→ Written task: Please extract every line of text from all the entries below, word for word, leaving the pictures out of your answer.

→ Excerpted data:

+ + + +

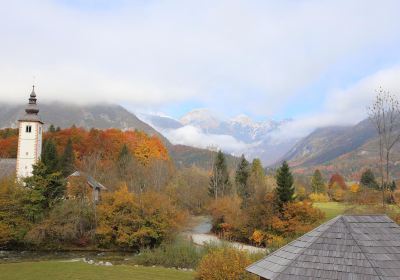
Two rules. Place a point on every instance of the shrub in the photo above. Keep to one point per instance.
(13, 221)
(297, 218)
(69, 222)
(178, 254)
(319, 197)
(224, 264)
(129, 222)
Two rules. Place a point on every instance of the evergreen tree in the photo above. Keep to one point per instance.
(368, 180)
(219, 180)
(45, 189)
(285, 189)
(52, 129)
(242, 175)
(68, 159)
(393, 186)
(317, 182)
(50, 156)
(257, 169)
(124, 161)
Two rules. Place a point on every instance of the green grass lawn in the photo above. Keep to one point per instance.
(333, 209)
(57, 270)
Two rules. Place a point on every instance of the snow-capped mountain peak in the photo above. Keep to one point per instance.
(202, 118)
(243, 119)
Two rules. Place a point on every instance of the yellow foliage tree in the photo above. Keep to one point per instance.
(318, 197)
(355, 188)
(224, 264)
(128, 221)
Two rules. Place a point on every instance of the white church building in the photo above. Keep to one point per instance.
(30, 138)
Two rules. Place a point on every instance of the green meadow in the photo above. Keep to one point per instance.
(58, 270)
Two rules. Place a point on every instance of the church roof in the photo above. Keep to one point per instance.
(7, 167)
(31, 110)
(346, 247)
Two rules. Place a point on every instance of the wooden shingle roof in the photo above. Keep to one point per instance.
(346, 247)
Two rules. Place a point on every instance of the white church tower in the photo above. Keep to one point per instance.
(30, 138)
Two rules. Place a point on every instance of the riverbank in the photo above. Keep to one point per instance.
(62, 270)
(201, 235)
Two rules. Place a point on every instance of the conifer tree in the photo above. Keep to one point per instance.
(242, 175)
(219, 180)
(124, 161)
(317, 182)
(68, 159)
(50, 156)
(285, 189)
(52, 129)
(46, 189)
(368, 179)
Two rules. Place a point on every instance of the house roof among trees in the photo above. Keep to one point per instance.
(90, 180)
(346, 247)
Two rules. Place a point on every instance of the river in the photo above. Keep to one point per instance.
(200, 234)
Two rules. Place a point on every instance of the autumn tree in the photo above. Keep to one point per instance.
(127, 222)
(124, 161)
(284, 180)
(219, 181)
(67, 161)
(13, 224)
(317, 182)
(368, 180)
(52, 129)
(50, 156)
(339, 180)
(46, 188)
(242, 180)
(225, 264)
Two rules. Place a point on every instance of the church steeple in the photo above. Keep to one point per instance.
(29, 138)
(32, 107)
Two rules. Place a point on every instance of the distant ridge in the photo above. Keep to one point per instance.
(87, 116)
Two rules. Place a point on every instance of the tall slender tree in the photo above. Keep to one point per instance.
(317, 182)
(219, 180)
(124, 161)
(285, 189)
(384, 113)
(242, 176)
(50, 156)
(68, 159)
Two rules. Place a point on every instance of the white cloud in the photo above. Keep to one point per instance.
(344, 107)
(193, 136)
(230, 55)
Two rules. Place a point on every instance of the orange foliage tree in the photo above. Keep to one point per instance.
(297, 218)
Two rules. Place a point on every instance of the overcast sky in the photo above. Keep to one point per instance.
(317, 62)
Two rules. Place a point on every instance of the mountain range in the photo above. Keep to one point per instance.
(104, 116)
(239, 135)
(194, 138)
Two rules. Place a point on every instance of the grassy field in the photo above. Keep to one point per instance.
(333, 209)
(57, 270)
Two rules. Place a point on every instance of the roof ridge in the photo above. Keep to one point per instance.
(332, 221)
(356, 242)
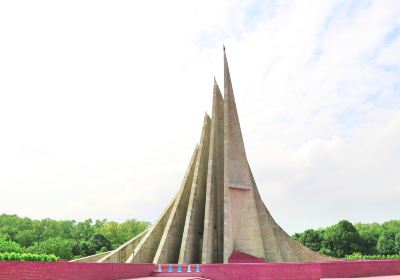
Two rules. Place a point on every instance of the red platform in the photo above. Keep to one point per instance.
(233, 271)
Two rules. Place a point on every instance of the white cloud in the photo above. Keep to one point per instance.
(101, 104)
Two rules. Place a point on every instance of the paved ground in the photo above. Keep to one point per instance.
(394, 277)
(170, 278)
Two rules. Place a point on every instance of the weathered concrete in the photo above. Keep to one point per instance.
(191, 246)
(167, 251)
(218, 209)
(122, 253)
(213, 217)
(92, 258)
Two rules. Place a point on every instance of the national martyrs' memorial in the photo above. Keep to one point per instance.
(218, 209)
(217, 222)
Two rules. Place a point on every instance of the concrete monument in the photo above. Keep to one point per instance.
(218, 209)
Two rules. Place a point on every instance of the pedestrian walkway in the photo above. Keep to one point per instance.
(170, 278)
(392, 277)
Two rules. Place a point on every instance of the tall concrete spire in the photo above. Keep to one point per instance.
(218, 209)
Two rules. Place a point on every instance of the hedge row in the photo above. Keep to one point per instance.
(28, 257)
(358, 256)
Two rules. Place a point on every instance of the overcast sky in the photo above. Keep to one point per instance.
(102, 103)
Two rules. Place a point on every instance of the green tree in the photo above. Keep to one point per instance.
(26, 237)
(311, 239)
(54, 245)
(7, 246)
(397, 243)
(99, 241)
(386, 243)
(341, 239)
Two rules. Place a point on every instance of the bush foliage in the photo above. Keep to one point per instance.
(358, 241)
(66, 239)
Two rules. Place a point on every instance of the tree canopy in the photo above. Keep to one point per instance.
(67, 239)
(344, 238)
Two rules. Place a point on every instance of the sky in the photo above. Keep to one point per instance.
(102, 103)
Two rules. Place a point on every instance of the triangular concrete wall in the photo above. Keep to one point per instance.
(218, 209)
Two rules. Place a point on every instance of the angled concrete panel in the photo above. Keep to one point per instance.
(122, 253)
(191, 246)
(168, 250)
(147, 247)
(213, 217)
(218, 209)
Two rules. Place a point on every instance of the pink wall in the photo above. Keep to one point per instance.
(253, 271)
(72, 271)
(300, 271)
(233, 271)
(360, 268)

+ + + +

→ Task solution:
Two rules. Place a point on every instance of the shrub in the photo above. Keep to one point per instance.
(13, 221)
(297, 218)
(69, 222)
(178, 254)
(319, 197)
(224, 264)
(129, 222)
Two rules. Place a point on every instance of the evergreen tree in the photo above. Keep to one point per instance.
(368, 180)
(219, 180)
(45, 189)
(285, 189)
(52, 129)
(242, 175)
(68, 159)
(393, 186)
(317, 182)
(50, 156)
(257, 169)
(124, 161)
Two rules. Place a point on every instance of the green grass lawn in the photo above. Keep to one point per instance.
(333, 209)
(57, 270)
Two rules. Place a point on every instance of the snow-capped mountain peak in the photo above. Keep to one point per instance.
(202, 118)
(243, 119)
Two rules. Place a point on every instance of the yellow foliage tree in the photo above. Keep to one point per instance.
(318, 197)
(355, 188)
(224, 264)
(128, 221)
Two rules. Place a point on every instance of the white church building in the photo above. Keep to one point per instance.
(30, 138)
Two rules. Place a point on every instance of the green meadow in the photo above. Keep to one point per instance.
(58, 270)
Two rules. Place a point on every instance of the church roof in the photo above. Keep to one point per instance.
(7, 167)
(31, 110)
(346, 247)
Two rules. Place a point on every instance of the wooden shingle roof in the photo above. Keep to one point per instance.
(346, 247)
Two rules. Place a point on every instance of the white church tower in the photo above. Keep to one point per instance.
(30, 138)
Two rules. Place a point on every instance of the riverbank in the photo above. Keep to one point per instance.
(62, 270)
(201, 235)
Two rules. Place a point on every instance of the conifer tree in the photo above. Keep to one point per instance.
(242, 175)
(219, 180)
(124, 161)
(317, 182)
(68, 159)
(50, 156)
(285, 189)
(52, 129)
(46, 189)
(368, 179)
Two rules. Place a point on every instance of the house roof among trees in the photo above. Keep to one point per instance.
(90, 180)
(346, 247)
Two rules. Place a point on every instance of the river in the photo above. Keep to one point per instance.
(200, 234)
Two rules. Place a point on every instance of the autumn tree in the photo above. Keep to one point per instance.
(127, 222)
(124, 161)
(284, 180)
(219, 181)
(67, 161)
(13, 224)
(317, 182)
(368, 180)
(52, 129)
(50, 156)
(339, 180)
(46, 188)
(242, 180)
(225, 264)
Two rules. Place a point on every instance of the church steeple in the photo above. Keep to one point per instance.
(29, 138)
(32, 107)
Two rules. Place a point on every instance of the distant ridge in the photo above. Keep to one point per instance.
(87, 116)
Two rules. Place a point on every instance of the tall slender tree in the photo above. Keep to one point per instance.
(317, 182)
(219, 180)
(124, 161)
(285, 189)
(384, 113)
(242, 176)
(50, 156)
(68, 159)
Two rules. Place a point on every instance of the white cloud in the photo above. Keep to one point per instance.
(344, 107)
(193, 136)
(230, 55)
Two rules. Place a point on every instance of the orange foliage tree in the photo above. Keep to one point per instance.
(297, 218)
Two rules. Place a point on every instance of the overcast sky in the photo above. Keep to one point per instance.
(317, 62)
Two rules. Place a point on every instance of the mountain range in the photo above. Keep to one point per instance.
(104, 116)
(239, 135)
(194, 138)
Two rules. Place a point on every instance of the grassy field in the photo above. Keep to one point per instance.
(333, 209)
(57, 270)
Two rules. Place a point on every instance of the roof ridge in the photo above. Keep to one point per instance.
(332, 221)
(356, 242)
Two rules. Place a point on every instance of the red platform in the photo above. Keep to one point per instance.
(233, 271)
Two rules. Place a point on every instance of the white cloud in the photo above. Keep to one point per instance.
(101, 104)
Two rules. Place a point on every instance of the paved ground in the photo above. Keep to one point per instance.
(394, 277)
(170, 278)
Two rules. Place a point on every instance of the weathered concrete in the photo above. Keep to one point per instance.
(191, 246)
(167, 251)
(218, 209)
(122, 253)
(213, 217)
(92, 258)
Two rules. Place a point on every instance of the national martyrs' memorial in the photo above. Keep to one point per instance.
(218, 209)
(217, 222)
Two rules. Place a point on every instance of the concrete monument in the photo above. Keep to one point per instance.
(218, 209)
Two rules. Place a point on every instance of the pedestrian walkway in the photo above. Keep to one point per instance.
(170, 278)
(392, 277)
Two rules. Place a point on every instance of the tall concrete spire in the photo above. Keep to one point per instance.
(218, 209)
Two rules. Place a point on every instance of the hedge row in the photo above. Keep to one point per instance.
(28, 257)
(358, 256)
Two rules. Place a point on every instance of the overcast sky in the photo above. Keep to one point per instance.
(102, 103)
Two rules. Place a point on every instance of the green tree in the photo above. Keep to one point per instance.
(26, 237)
(311, 239)
(54, 245)
(7, 246)
(397, 243)
(99, 241)
(386, 243)
(341, 239)
Two rules. Place a point on every instance of the bush foliage in the photo above. Keep to one point per instance.
(358, 241)
(66, 239)
Two rules. Place a point on every instance of the tree canopy in the photo above. Keep to one point per instance.
(67, 239)
(344, 238)
Two rules. Place a point on every instance of the sky in the photo above. Keep to one point per instance.
(102, 103)
Two rules. Place a point on every instance of the triangular concrete wall in the photo above. Keep to one point per instance.
(218, 209)
Two rules. Place a point on every instance of the angled concrete panel in the photo above. Keep to one point per instance.
(122, 253)
(191, 246)
(168, 250)
(147, 247)
(213, 217)
(218, 209)
Two rules. Place a point on every instance of the pink wall in the photo above. Keep to one point per instance.
(253, 271)
(72, 271)
(300, 271)
(233, 271)
(360, 268)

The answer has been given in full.